▶ Source document
--------------------------------

# RePlay Tutorial
This notebook is designed to familiarize with the use of RePlay library, including 
- data preprocessing
- data splitting
- model training and inference
- model optimization
- models comparison

In [1]:
%load_ext autoreload
%autoreload 2

In [2]:
%config Completer.use_jedi = False

`State` object allows passing existing Spark session or create a new one, which will be used by the all RePlay modules.

To create session with custom parameters ``spark.driver.memory`` and ``spark.sql.shuffle.partitions`` use function `get_spark_session` from `session_handler` module.

In [3]:
from replay.session_handler import State

spark = State().session
spark

In [4]:
K = 5
SEED=1234

## 0. Data preprocessing <a name='data-preparator'></a>
We will use MovieLens 1m as an example.

In [5]:
import pandas as pd
df = pd.read_csv("data/ml1m_ratings.dat", sep="\t", names=["user_id", "item_id", "relevance", "timestamp"])
users = pd.read_csv("data/ml1m_users.dat", sep="\t", names=["user_id", "gender", "age", "occupation", "zip_code"])

### 0.1. DataPreparator

An inner data format in RePlay is a spark dataframe.
You can pass spark or pandas dataframe as an input. Columns ``item_id`` and ``user_id`` are required for interaction matrix.
Optional columns for interaction matrix are ``relevance`` and interaction ``timestamp``. 

We implemented DataPreparator class to convert dataframes to spark format and preprocess the data, including renaming/creation of required and optional interaction matrix columns, null check and dates parsing.

To convert pandas dataframe to spark as is use function ``convert_to_spark`` from ``replay.utils``.

In [6]:
from replay.data_preparator import DataPreparator

log = DataPreparator().transform(
    data=df,
    columns_names={
        "user_id": "user_id",
        "item_id": "item_id",
        "relevance": "relevance",
        "timestamp": "timestamp"
    }
)

In [7]:
log.show(3)

+-------+-------+---------+-------------------+
|user_id|item_id|relevance|          timestamp|
+-------+-------+---------+-------------------+
|      1|   1193|      5.0|2001-01-01 01:12:40|
|      1|    661|      3.0|2001-01-01 01:35:09|
|      1|    914|      3.0|2001-01-01 01:32:48|
+-------+-------+---------+-------------------+
only showing top 3 rows



In [8]:
from replay.utils import convert2spark
users = convert2spark(users)

--------------------------------

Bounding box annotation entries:
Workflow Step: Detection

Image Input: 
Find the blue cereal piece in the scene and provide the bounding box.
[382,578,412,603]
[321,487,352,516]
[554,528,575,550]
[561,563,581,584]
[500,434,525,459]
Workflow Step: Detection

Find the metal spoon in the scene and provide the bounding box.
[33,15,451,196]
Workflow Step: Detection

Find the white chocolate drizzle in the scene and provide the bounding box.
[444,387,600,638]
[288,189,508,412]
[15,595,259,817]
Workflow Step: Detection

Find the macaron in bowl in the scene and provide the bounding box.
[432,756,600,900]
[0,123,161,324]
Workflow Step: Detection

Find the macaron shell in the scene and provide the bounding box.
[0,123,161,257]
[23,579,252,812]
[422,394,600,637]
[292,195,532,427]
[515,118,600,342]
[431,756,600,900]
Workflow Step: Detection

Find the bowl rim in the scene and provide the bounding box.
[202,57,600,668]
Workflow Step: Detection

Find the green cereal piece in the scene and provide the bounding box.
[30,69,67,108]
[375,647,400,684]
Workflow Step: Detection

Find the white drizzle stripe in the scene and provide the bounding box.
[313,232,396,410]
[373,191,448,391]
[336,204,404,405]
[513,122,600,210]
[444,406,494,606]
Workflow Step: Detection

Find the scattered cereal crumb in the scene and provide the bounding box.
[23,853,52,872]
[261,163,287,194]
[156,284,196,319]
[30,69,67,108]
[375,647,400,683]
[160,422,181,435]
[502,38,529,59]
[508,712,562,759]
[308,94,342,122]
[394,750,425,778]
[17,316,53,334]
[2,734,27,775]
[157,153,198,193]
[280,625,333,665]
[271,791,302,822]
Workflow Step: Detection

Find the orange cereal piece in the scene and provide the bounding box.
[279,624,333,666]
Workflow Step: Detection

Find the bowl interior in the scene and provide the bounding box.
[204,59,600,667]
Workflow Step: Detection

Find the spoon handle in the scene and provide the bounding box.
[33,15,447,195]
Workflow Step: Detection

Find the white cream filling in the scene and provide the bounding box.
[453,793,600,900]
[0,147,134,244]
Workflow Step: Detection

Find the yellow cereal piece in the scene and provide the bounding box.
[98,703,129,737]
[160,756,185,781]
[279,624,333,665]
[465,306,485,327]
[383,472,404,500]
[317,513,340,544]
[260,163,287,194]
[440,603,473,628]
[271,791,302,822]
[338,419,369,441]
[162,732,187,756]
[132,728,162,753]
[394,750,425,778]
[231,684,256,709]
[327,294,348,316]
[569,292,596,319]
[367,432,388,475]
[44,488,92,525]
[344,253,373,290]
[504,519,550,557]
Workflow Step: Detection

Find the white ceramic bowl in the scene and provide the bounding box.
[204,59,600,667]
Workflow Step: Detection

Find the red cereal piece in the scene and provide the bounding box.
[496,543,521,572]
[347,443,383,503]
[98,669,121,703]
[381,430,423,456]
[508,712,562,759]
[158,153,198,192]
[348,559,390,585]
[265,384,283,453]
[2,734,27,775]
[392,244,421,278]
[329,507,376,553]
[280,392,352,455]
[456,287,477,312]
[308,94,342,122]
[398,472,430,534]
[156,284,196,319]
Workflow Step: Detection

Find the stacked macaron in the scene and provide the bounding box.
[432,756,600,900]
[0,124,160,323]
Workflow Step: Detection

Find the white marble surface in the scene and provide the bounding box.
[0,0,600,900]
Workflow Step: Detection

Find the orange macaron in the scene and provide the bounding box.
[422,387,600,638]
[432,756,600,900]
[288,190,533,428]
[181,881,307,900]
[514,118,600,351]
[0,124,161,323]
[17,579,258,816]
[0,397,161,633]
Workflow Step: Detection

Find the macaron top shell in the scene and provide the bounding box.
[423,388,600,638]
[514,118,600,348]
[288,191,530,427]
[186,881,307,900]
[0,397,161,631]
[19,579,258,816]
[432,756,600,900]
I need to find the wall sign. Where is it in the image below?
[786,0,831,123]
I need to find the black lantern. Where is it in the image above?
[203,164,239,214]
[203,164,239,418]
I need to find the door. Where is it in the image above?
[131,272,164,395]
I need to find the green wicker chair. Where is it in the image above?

--------------------------------

▶ Exercise
Carry the RePlay tutorial above forward from its final line.

▶ Response
### 0.2. Split

RePlay provides you with data splitters to reproduce a validation schemas widely-used in recommender systems.

`UserSplitter` takes ``item_test_size`` items for each user to the test dataset.

In [9]:
from replay.splitters import UserSplitter

splitter = UserSplitter(
    drop_cold_items=True,
    drop_cold_users=True,
    item_test_size=K,
    user_test_size=500,
    seed=SEED,
    shuffle=True
)
train, test = splitter.split(log)
(
    train.count(), 
    test.count()
)

(997709, 2500)

## 1. Models training

#### SLIM

In [10]:
from replay.models import SLIM

slim = SLIM(lambda_=0.01, beta=0.01, seed=SEED)



In [11]:
%%time

slim.fit(log=train)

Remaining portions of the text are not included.